Task inputs ->
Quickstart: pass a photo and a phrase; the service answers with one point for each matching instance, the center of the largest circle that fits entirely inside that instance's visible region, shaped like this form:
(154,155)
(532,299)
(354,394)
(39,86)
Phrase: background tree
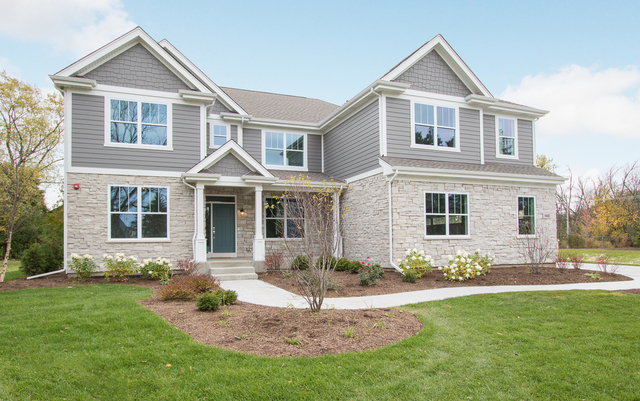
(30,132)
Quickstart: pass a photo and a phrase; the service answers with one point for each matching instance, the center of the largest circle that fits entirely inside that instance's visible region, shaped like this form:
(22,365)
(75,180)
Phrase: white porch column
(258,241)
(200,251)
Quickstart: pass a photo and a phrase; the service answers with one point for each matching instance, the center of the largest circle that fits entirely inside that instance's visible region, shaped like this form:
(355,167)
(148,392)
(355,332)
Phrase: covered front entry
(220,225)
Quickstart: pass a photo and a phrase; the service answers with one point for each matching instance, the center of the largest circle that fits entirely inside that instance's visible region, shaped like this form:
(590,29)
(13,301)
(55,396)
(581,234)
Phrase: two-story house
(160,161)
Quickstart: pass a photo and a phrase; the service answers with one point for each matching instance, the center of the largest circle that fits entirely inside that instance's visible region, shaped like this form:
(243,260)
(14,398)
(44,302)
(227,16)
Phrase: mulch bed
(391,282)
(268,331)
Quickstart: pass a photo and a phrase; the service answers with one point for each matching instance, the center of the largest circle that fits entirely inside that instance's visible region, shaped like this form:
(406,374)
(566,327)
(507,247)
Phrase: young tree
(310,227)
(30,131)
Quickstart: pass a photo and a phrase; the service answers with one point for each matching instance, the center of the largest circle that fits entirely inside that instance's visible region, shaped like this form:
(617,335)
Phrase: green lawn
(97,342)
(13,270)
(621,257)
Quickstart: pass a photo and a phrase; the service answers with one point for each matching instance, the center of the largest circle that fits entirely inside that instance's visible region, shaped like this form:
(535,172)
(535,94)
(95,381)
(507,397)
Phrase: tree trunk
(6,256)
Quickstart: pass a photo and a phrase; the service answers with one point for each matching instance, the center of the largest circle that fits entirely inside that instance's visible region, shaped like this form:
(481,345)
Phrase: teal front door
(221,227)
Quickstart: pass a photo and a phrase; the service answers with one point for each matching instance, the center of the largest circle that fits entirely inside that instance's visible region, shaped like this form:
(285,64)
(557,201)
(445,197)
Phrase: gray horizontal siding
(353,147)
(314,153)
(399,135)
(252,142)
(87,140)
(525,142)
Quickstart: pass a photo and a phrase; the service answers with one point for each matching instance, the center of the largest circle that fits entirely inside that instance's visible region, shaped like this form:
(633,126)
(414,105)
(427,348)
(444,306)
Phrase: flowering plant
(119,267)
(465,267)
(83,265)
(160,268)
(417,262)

---

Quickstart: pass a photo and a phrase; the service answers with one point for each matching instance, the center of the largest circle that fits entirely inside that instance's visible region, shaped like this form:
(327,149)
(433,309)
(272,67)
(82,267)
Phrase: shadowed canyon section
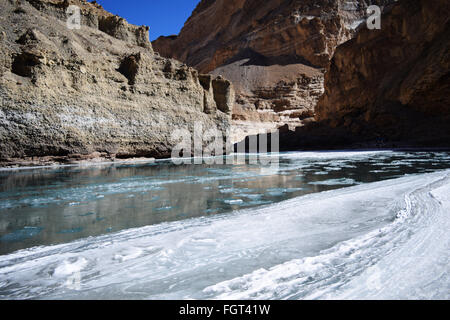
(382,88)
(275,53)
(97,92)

==

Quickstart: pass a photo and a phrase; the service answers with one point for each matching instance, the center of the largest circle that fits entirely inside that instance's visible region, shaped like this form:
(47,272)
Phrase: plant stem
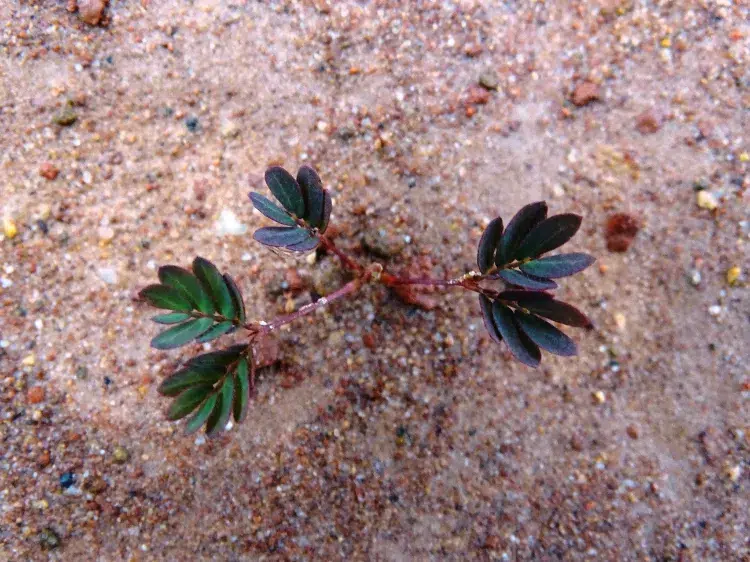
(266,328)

What you will do -> Locate each line in the records that contains the word "front" and reproduce those lines in full.

Full answer ->
Phrase: covered front entry
Phrase: teal front door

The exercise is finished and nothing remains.